Excerpted passage:

** START **

Jerry GOLDSMITH
Hollowman
OST
VARÈSE SARABANDE VSD-6171
[51:31]
Following Total Recall and Basic Instinct, Hollow
Man is Jerry Goldsmith's third film with director Paul Verhoven. It
is also Verhoven's fourth Hollywood SF movie, coming after Robocop, Total
Recall and Starship Troopers. Verhoven films are famed for
their extreme violence (and sometimes, graphic sex), and noted for a satirical,
outsider's interpretation of standard American genre tropes (Verhoven is
Dutch). He is the complete film-maker, concerned with every aspect of his
movies, sufficiently so that they have such a distinctive personality we
might call him an auteur. This level of involvement extends to his
understanding of the importance of music, such that we can all but take it
for granted that a Paul Verhoven film will sport a superior musical score.
Exactly a decade ago, Goldsmith graced Total Recall with a score
which many consider a landmark. I wouldn't rate it that highly, but it is
a powerful work which greatly enhances the film. They reunited for the director's
next film, Basic Instinct, the result a cool, elegant, slyly witty
post-Hitchcockian thriller for which Goldsmith penned a cool, elegant and
sensual post-Herrmann score. It remains one of Goldsmith's finest achievements
of the 1990's. So, expectations are high for Hollow Man, a typically
bloody and pyrotechnic Verhoven vehicle which reworks H.G. Well's The
Invisible Man into a showcase for the state-of-the CGI art.
On playing this CD the initial reaction may be one of disappointment. This
is a slow-burning score which takes several spins to burrow its way into
the subconscious, and contains considerably more subtlety than is first apparent.
The main theme perhaps deliberately evokes the iciness of Basic
Instinct, while the following early suspense cues make much of striking
high violin writing, building musical drama around propulsive motifs which
echo the muscularity of late 70's Goldsmith SF scores: 'Isabelle Comes Back'
will resonate with anyone whose memory extends back to Capricorn One.
This is a fine 6:04 long set-piece, leading to an attractive and nicely
underplayed love theme, while 'This is Science' is another 6-minute plus
suspense cue with a neo-baroque clarity to its interwoven lines, developing
at the halfway mark into a passage evocative of the composer's rugged The
Edge.

** END **

Extracted data:
** START **

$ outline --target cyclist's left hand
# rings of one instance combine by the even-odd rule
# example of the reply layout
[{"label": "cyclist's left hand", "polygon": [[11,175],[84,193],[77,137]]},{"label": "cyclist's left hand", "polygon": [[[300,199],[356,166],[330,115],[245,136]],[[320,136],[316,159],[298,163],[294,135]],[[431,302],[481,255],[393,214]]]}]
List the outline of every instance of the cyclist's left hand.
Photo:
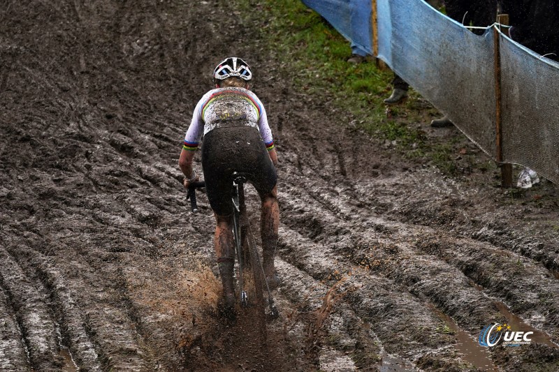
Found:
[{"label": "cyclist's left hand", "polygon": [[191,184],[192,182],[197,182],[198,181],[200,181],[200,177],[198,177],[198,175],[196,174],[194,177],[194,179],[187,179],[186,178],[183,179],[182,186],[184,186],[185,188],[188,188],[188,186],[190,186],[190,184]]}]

** END **
** START **

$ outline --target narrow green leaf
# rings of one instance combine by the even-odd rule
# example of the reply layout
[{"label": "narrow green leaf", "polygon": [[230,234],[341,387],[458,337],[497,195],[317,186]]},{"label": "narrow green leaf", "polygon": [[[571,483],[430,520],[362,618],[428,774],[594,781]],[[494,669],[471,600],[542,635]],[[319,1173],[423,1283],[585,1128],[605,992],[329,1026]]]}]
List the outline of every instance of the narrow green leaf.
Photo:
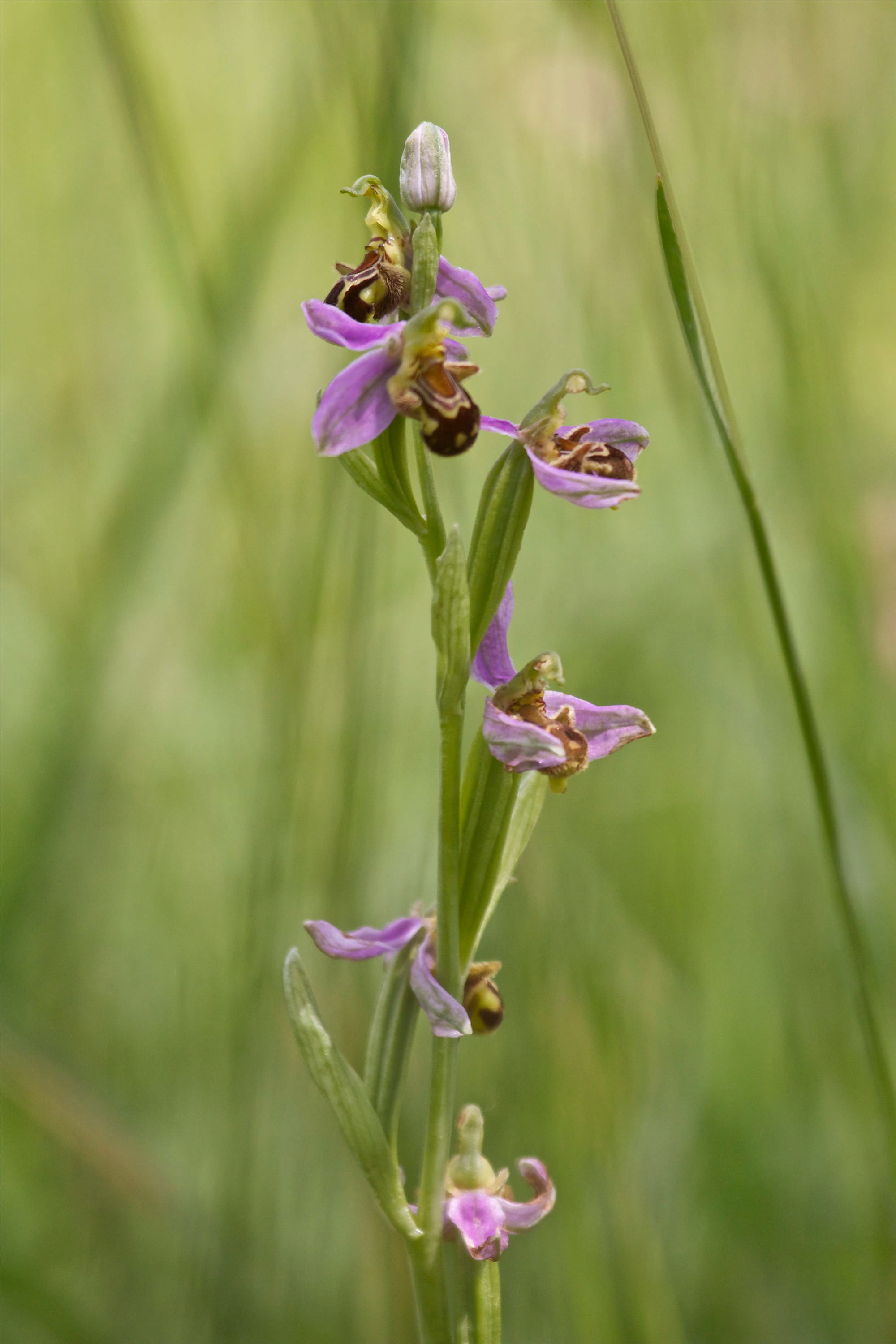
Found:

** END **

Problems to solve:
A – Why does the Hollow Man soundtrack review say a listener's first reaction to the CD may be disappointment?
B – How would the Hollow Man soundtrack review read from "On playing this" to "to Capricorn One.", inclusive, if you changed "slow-burning" to "slow-building"?
The records were taken from a separate source.

Solutions below:
A – It is a slow-burning score that needs several spins to burrow its way into the subconscious. It also holds considerably more subtlety than is first apparent.

B –
On playing this CD the initial reaction may be one of disappointment. This
is a slow-building score which takes several spins to burrow its way into
the subconscious, and contains considerably more subtlety than is first apparent.
The main theme perhaps deliberately evokes the iciness of Basic
Instinct, while the following early suspense cues make much of striking
high violin writing, building musical drama around propulsive motifs which
echo the muscularity of late 70's Goldsmith SF scores: 'Isabelle Comes Back'
will resonate with anyone whose memory extends back to Capricorn One.